Given the entries below, copy each of them out exactly.

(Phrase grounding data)
########################################
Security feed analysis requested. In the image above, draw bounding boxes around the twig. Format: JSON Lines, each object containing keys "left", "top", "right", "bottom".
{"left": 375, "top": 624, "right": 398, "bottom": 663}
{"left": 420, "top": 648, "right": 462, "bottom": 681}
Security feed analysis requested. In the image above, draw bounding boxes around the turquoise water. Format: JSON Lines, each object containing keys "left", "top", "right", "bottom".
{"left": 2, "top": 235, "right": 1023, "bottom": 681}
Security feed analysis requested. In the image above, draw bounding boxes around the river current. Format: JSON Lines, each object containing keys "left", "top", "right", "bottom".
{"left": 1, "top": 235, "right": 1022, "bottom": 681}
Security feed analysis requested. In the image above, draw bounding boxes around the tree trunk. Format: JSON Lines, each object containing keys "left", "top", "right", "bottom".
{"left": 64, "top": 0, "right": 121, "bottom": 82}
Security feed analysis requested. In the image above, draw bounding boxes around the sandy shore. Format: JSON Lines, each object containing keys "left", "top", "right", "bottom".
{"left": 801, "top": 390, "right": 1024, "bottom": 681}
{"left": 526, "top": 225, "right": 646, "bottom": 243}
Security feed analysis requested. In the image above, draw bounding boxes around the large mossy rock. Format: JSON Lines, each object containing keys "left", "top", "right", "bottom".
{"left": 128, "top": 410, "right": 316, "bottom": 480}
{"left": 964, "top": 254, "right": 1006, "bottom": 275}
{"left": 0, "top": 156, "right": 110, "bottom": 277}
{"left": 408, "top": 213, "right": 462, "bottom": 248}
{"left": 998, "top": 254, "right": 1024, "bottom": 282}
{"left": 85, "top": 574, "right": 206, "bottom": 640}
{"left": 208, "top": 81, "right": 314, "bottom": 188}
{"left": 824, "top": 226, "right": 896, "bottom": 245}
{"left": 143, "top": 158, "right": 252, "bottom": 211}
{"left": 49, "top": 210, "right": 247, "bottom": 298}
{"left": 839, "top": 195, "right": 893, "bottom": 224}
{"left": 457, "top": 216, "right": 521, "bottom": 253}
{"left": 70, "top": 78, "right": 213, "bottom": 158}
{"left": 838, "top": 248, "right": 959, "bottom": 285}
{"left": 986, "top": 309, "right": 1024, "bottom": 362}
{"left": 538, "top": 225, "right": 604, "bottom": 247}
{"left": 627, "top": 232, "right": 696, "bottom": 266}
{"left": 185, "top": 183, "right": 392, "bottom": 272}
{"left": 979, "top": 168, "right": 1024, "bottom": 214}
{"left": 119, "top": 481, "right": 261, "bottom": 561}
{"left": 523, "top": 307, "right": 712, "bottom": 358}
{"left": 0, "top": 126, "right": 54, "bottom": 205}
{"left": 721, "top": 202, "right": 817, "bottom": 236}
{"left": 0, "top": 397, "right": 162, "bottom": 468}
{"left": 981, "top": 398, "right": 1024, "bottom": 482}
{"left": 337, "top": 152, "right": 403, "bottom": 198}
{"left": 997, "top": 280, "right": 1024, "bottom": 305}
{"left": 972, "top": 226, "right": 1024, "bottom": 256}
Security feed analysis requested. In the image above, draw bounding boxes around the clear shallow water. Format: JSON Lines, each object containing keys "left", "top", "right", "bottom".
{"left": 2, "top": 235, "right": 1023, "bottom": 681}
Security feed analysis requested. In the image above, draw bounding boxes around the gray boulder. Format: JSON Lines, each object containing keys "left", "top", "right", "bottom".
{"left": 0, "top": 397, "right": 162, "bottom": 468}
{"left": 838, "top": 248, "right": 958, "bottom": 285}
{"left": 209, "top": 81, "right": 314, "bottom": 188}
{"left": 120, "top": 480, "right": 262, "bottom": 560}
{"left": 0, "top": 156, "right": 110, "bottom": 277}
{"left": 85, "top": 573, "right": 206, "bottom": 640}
########################################
**EXERCISE RESULT**.
Security feed analysis requested. In the image above, draw bounding boxes around the twig. Format: JSON Lines, each object containing keys "left", "top", "right", "bottom".
{"left": 375, "top": 624, "right": 398, "bottom": 663}
{"left": 420, "top": 648, "right": 462, "bottom": 681}
Security feed analysis requested. In the image above, draw bounding boxes around the turquoise water. Format: JSON Lines, each object containing keys "left", "top", "right", "bottom".
{"left": 2, "top": 235, "right": 1023, "bottom": 681}
Security feed analysis requested. In the image above, draw bounding boxes around the river current. Format: JSON Lines, each object containing keys "left", "top", "right", "bottom".
{"left": 1, "top": 235, "right": 1022, "bottom": 681}
Security feed analysis requested. In the image above, draw bounding boxes around the tree trunk. Format: JSON Lines, each object containing keys "left", "top", "right", "bottom".
{"left": 64, "top": 0, "right": 121, "bottom": 82}
Security feed analysis requested. In the image above, draw bounding boxes around the sandy shore. Format: JSON Lines, each object containing keys "left", "top", "right", "bottom".
{"left": 801, "top": 390, "right": 1024, "bottom": 681}
{"left": 526, "top": 225, "right": 646, "bottom": 243}
Security feed analysis requested. In the image above, draw bounding boxes around the large mossy rock. Format: JSON Lines, each object containing keys "left", "top", "right", "bottom".
{"left": 128, "top": 410, "right": 316, "bottom": 480}
{"left": 964, "top": 254, "right": 1006, "bottom": 275}
{"left": 0, "top": 156, "right": 110, "bottom": 277}
{"left": 408, "top": 213, "right": 462, "bottom": 248}
{"left": 998, "top": 254, "right": 1024, "bottom": 282}
{"left": 85, "top": 574, "right": 206, "bottom": 640}
{"left": 208, "top": 81, "right": 314, "bottom": 188}
{"left": 824, "top": 226, "right": 896, "bottom": 245}
{"left": 143, "top": 158, "right": 252, "bottom": 211}
{"left": 49, "top": 210, "right": 247, "bottom": 298}
{"left": 839, "top": 195, "right": 893, "bottom": 224}
{"left": 457, "top": 216, "right": 521, "bottom": 253}
{"left": 70, "top": 78, "right": 213, "bottom": 158}
{"left": 838, "top": 248, "right": 959, "bottom": 285}
{"left": 986, "top": 309, "right": 1024, "bottom": 362}
{"left": 538, "top": 225, "right": 604, "bottom": 247}
{"left": 627, "top": 232, "right": 696, "bottom": 266}
{"left": 185, "top": 183, "right": 392, "bottom": 272}
{"left": 979, "top": 168, "right": 1024, "bottom": 214}
{"left": 119, "top": 481, "right": 261, "bottom": 561}
{"left": 523, "top": 307, "right": 712, "bottom": 358}
{"left": 0, "top": 126, "right": 54, "bottom": 205}
{"left": 721, "top": 202, "right": 817, "bottom": 236}
{"left": 0, "top": 397, "right": 162, "bottom": 468}
{"left": 981, "top": 398, "right": 1024, "bottom": 482}
{"left": 337, "top": 152, "right": 403, "bottom": 198}
{"left": 997, "top": 280, "right": 1024, "bottom": 305}
{"left": 972, "top": 226, "right": 1024, "bottom": 256}
Security feed analysis requested. In the image above, draw bounding boxes around the clear shallow water. Format: JSON Lines, each object containing keys "left", "top", "right", "bottom".
{"left": 2, "top": 235, "right": 1023, "bottom": 681}
Security feed analysis requested. In the image above, draw bounding boxes around the gray boulder. Format: JSON Lines, each object containing keys "left", "top", "right", "bottom".
{"left": 0, "top": 397, "right": 162, "bottom": 468}
{"left": 838, "top": 248, "right": 958, "bottom": 285}
{"left": 209, "top": 81, "right": 314, "bottom": 188}
{"left": 120, "top": 480, "right": 262, "bottom": 560}
{"left": 0, "top": 156, "right": 110, "bottom": 277}
{"left": 85, "top": 573, "right": 206, "bottom": 640}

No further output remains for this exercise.